## Requirements
Turn the data below into a numbered list, one entry per line, skipping any blank lines. Leave the pictures out of your answer.

......

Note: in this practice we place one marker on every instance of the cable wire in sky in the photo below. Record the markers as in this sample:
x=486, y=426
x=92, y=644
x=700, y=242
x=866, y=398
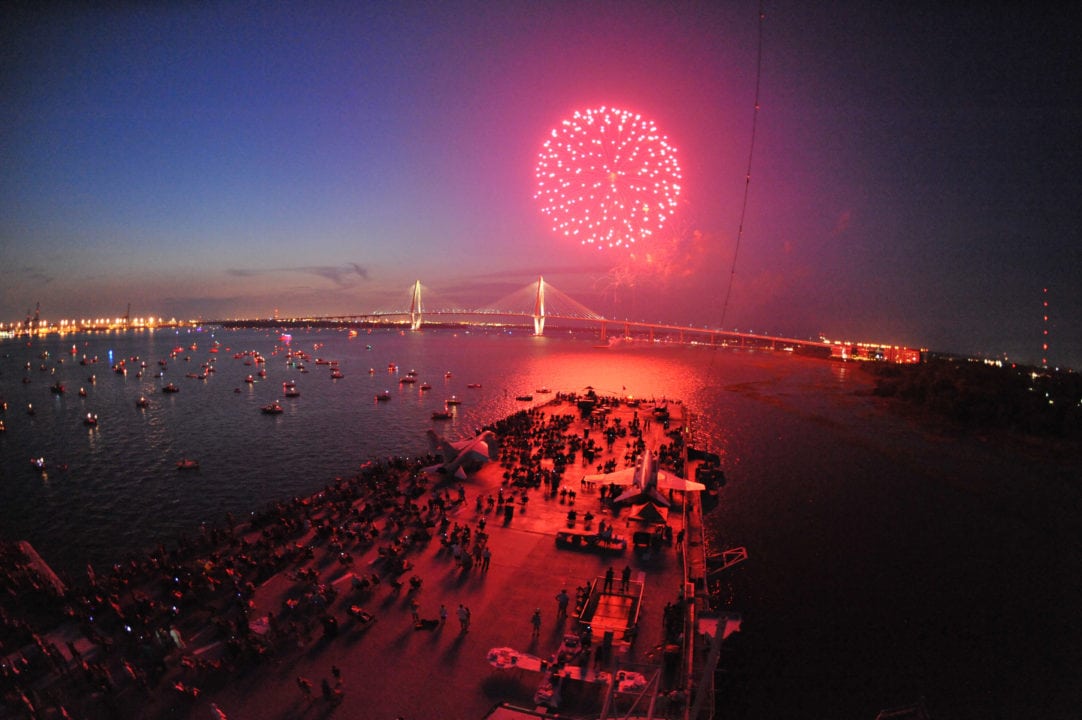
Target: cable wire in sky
x=751, y=154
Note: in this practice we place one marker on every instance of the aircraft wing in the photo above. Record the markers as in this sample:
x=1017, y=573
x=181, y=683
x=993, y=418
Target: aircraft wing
x=669, y=482
x=625, y=476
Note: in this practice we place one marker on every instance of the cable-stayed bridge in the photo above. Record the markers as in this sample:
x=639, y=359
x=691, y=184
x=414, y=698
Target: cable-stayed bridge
x=540, y=302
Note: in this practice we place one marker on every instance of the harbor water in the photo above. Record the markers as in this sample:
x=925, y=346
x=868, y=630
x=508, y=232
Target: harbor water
x=891, y=562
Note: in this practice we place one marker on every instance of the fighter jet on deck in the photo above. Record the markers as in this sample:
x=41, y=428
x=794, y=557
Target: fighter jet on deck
x=464, y=455
x=646, y=480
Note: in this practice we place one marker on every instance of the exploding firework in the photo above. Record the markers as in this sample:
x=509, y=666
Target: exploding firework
x=607, y=178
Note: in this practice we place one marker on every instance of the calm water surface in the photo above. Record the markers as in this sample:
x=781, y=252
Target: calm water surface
x=887, y=563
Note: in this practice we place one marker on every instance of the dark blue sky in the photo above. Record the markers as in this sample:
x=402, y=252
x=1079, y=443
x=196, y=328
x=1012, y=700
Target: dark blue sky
x=915, y=177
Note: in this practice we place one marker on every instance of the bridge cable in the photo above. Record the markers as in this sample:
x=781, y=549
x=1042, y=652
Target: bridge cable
x=751, y=153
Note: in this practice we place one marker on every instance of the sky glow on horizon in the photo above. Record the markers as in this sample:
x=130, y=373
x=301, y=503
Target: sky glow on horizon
x=914, y=181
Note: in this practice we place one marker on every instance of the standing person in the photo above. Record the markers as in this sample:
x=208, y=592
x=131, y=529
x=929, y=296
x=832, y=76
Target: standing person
x=562, y=600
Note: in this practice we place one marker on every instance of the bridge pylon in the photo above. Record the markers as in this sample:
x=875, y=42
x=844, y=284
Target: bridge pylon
x=414, y=306
x=539, y=308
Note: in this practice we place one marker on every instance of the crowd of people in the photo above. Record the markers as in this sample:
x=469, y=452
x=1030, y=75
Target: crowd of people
x=180, y=619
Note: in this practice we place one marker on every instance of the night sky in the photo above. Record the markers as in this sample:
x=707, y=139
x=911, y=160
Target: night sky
x=915, y=177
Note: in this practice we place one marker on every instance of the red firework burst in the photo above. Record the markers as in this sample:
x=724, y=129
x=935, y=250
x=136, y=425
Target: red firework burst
x=607, y=178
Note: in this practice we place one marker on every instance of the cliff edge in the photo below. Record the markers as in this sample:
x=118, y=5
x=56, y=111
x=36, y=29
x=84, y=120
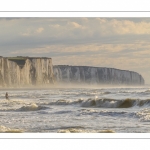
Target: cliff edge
x=24, y=71
x=96, y=75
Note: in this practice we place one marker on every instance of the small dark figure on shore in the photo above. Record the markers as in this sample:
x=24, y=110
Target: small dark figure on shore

......

## Final result
1. Note: in this practice we place one marker on every instance of the cable wire in sky in the photo below. Record the markers as in this sample:
2. x=486, y=426
3. x=92, y=644
4. x=700, y=242
5. x=866, y=398
6. Target: cable wire in sky
7. x=751, y=154
8. Note: in this practice we place one marker on every instance of the aircraft wing in the photo above. Record the markers as in this sample:
9. x=1017, y=573
10. x=181, y=683
11. x=993, y=418
12. Target: aircraft wing
13. x=669, y=482
14. x=625, y=476
15. Note: in this practice we place one marker on every instance of the cable-stayed bridge in the photo above. Record the markers as in this sample:
16. x=639, y=359
17. x=691, y=184
18. x=414, y=698
19. Target: cable-stayed bridge
20. x=540, y=302
21. Note: in this practice we place one marker on every instance of the harbor water in the photo above. Record the markers as in this sample:
22. x=925, y=346
23. x=868, y=630
24. x=508, y=232
25. Target: harbor water
26. x=891, y=562
27. Note: in this practice we place one marker on every instance of the fighter jet on deck in the photo above. Record the markers as in this sample:
28. x=41, y=428
29. x=794, y=557
30. Target: fighter jet on deck
31. x=464, y=455
32. x=646, y=480
33. Note: in this practice we place one marker on every instance of the exploding firework in the photo above. Record the markers as in this sample:
34. x=509, y=666
35. Target: exploding firework
36. x=607, y=178
37. Note: in this practice we place one marker on every instance of the calm water surface in the photo above. Record the markers as in this sample:
38. x=781, y=252
39. Target: calm water surface
40. x=887, y=563
41. Note: in this practice we place one marker on every instance of the dark blue sky in the photo above. Record the markers as in this sample:
42. x=402, y=252
43. x=1079, y=443
44. x=196, y=328
45. x=1012, y=700
46. Target: dark blue sky
47. x=915, y=177
48. Note: in this practice we place one marker on every instance of the bridge cable in the photo above. Record the markers as in this sample:
49. x=781, y=549
50. x=1042, y=652
51. Target: bridge cable
52. x=751, y=153
53. Note: in this practice we place one marker on every instance of the sky glow on horizon in the photo above. Record the markers as in this sample:
54. x=130, y=373
55. x=301, y=503
56. Target: sky glow on horizon
57. x=914, y=181
58. Note: in this practice we place one marker on every instance of the standing person in the photo above. Record the markers as in this sample:
59. x=208, y=592
60. x=131, y=529
61. x=929, y=296
62. x=832, y=76
63. Target: standing person
64. x=562, y=600
65. Note: in this practice we place one marker on every instance of the bridge pylon in the photo above. Record the markers as in this sample:
66. x=875, y=42
67. x=844, y=284
68. Target: bridge pylon
69. x=414, y=306
70. x=539, y=308
71. Note: in this practice we place one marker on every instance of the crowd of people in the photo above. Record the markers as in this sample:
72. x=469, y=452
73. x=1030, y=75
74. Target: crowd of people
75. x=180, y=619
76. Note: in this practice we place one marker on every instance of the night sky in the photo above. Record the markers as in this sample:
77. x=707, y=139
78. x=911, y=160
79. Target: night sky
80. x=915, y=177
81. Note: in this practice we place one marker on every instance of the red firework burst in the photo above. Record the markers as in this sample:
82. x=724, y=129
83. x=935, y=250
84. x=136, y=425
85. Target: red firework burst
86. x=607, y=178
87. Note: in this practice we place one marker on every instance of the cliff edge in the photo below. Record the markers as in this sample:
88. x=118, y=5
89. x=56, y=111
90. x=36, y=29
91. x=84, y=120
92. Target: cliff edge
93. x=24, y=71
94. x=96, y=75
95. Note: in this practice we place one marker on every instance of the small dark figure on shore in the photo above. Record the markers as in this sample:
96. x=24, y=110
97. Target: small dark figure on shore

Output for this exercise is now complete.